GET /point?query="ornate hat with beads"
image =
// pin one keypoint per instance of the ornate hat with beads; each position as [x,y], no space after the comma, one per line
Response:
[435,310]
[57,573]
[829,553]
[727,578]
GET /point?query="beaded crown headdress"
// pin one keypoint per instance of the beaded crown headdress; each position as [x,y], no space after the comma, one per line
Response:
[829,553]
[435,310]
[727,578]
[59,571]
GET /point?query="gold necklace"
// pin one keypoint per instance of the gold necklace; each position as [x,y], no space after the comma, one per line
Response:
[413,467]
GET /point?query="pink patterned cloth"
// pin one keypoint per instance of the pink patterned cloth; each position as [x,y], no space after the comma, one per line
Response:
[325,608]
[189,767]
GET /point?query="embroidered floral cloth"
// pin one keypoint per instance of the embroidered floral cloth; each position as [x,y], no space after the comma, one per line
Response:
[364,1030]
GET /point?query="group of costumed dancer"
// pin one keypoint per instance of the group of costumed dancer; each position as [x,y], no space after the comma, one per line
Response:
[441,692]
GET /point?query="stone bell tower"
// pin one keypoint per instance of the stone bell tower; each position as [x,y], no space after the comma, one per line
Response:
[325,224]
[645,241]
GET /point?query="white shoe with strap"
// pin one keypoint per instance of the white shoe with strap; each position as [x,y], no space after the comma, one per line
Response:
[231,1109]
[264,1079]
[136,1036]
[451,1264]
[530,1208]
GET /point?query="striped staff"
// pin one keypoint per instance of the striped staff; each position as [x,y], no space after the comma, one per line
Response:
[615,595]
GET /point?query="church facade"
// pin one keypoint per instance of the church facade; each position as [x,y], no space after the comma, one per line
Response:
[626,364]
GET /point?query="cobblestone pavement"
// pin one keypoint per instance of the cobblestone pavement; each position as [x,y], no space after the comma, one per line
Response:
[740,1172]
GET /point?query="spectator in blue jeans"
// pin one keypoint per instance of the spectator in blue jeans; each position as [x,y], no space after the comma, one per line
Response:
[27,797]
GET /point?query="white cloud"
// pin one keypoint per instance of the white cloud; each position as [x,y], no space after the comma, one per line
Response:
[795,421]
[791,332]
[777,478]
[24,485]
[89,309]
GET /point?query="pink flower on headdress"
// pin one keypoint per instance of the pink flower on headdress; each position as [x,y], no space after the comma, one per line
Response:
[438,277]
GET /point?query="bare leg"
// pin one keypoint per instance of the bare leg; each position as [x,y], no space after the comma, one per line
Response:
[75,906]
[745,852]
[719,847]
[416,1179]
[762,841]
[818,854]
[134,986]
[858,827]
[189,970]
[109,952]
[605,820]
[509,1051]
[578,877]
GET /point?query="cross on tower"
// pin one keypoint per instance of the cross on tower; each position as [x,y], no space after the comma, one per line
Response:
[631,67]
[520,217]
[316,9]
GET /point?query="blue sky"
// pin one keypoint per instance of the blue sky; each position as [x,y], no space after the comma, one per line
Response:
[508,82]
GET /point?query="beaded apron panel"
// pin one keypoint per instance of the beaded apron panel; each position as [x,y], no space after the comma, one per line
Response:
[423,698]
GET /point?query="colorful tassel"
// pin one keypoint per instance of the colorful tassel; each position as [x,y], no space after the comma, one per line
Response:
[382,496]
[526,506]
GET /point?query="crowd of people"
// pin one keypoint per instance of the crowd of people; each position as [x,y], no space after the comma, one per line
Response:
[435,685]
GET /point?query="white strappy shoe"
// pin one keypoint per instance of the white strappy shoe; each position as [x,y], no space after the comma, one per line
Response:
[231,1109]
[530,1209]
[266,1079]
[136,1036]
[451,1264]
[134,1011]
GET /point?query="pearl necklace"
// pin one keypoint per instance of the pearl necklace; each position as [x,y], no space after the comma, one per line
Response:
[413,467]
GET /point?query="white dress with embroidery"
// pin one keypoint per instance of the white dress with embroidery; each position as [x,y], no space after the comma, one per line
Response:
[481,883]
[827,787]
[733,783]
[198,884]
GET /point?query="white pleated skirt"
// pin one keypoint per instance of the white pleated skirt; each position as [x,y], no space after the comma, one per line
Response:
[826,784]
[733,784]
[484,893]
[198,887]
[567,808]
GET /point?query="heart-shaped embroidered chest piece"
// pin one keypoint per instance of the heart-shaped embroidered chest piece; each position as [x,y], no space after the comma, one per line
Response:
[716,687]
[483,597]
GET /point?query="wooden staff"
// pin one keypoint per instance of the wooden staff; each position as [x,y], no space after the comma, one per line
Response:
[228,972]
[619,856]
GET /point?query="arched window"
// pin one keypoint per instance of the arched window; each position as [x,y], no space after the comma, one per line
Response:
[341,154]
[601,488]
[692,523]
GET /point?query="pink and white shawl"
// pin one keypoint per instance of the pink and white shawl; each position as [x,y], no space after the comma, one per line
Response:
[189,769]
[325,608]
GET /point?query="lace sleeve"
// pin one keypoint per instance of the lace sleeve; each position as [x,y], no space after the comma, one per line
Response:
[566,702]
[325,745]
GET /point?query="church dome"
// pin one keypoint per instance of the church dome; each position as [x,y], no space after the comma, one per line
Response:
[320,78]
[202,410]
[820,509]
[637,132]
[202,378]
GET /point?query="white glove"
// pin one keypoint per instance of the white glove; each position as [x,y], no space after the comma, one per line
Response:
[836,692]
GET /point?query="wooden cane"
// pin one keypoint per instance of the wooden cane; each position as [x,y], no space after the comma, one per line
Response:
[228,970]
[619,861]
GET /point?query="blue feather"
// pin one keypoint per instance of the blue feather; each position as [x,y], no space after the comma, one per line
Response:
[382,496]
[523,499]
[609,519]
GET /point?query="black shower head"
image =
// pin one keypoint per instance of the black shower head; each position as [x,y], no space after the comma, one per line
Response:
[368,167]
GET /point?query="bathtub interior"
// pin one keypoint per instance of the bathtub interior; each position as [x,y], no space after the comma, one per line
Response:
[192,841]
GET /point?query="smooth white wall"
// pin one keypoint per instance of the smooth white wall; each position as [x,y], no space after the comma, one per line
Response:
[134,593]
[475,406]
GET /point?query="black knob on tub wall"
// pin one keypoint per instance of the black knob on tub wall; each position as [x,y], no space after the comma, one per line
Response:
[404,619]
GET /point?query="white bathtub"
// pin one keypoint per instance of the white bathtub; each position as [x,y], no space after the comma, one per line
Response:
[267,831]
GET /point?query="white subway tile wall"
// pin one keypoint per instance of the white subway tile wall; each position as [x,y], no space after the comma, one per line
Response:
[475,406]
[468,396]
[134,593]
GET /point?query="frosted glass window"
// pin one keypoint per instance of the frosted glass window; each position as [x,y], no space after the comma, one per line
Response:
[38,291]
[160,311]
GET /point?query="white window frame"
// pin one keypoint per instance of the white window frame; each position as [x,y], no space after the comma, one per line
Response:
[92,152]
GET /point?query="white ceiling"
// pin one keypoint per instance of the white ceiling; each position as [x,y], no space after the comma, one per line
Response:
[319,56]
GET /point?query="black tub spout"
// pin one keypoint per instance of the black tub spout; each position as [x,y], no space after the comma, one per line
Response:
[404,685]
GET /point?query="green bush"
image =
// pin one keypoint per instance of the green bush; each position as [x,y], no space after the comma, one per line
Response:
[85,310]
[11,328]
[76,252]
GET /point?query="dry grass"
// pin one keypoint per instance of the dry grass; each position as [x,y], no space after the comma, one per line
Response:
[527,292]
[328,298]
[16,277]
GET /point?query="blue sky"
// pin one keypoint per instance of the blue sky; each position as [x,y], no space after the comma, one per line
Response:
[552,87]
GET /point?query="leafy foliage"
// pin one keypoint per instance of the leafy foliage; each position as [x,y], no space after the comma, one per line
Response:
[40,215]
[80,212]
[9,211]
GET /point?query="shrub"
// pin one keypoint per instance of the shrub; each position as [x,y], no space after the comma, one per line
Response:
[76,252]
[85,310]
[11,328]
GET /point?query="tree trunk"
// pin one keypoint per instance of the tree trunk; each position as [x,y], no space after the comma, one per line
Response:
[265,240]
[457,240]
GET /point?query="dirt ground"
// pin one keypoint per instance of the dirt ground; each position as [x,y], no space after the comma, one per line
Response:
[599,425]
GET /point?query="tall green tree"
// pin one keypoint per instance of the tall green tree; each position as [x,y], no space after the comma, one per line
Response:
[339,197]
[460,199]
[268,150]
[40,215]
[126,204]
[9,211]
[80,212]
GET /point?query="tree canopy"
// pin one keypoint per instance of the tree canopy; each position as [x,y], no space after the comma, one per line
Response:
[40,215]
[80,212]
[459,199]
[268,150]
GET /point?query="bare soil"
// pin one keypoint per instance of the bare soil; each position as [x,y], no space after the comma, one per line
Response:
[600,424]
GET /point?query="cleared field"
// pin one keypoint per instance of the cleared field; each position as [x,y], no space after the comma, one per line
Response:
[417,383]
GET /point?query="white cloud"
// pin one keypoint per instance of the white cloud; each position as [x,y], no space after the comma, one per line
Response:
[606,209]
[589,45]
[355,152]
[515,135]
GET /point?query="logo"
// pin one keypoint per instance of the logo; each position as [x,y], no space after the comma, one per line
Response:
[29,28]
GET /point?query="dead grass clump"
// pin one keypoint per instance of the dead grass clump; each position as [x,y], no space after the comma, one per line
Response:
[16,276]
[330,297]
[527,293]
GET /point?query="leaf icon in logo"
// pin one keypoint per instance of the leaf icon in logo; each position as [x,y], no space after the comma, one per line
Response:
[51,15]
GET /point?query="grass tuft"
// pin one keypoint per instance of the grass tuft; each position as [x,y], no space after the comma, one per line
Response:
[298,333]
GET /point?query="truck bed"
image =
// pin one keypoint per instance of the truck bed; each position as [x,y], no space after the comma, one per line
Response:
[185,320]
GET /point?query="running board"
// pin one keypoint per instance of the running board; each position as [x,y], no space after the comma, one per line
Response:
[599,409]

########################################

#### About this exercise
Of the lines above, copy each one that contains the word "shoe".

#### Task response
GET /point?query="white shoe with strap"
// pin one keypoint per instance of the white shoe with strap; each position as [x,y], no space after the comma, one per line
GET /point?query="white strappy shoe"
// pin one keypoint per instance of the white strappy shoe; each position as [x,y], no space after the comma, one per line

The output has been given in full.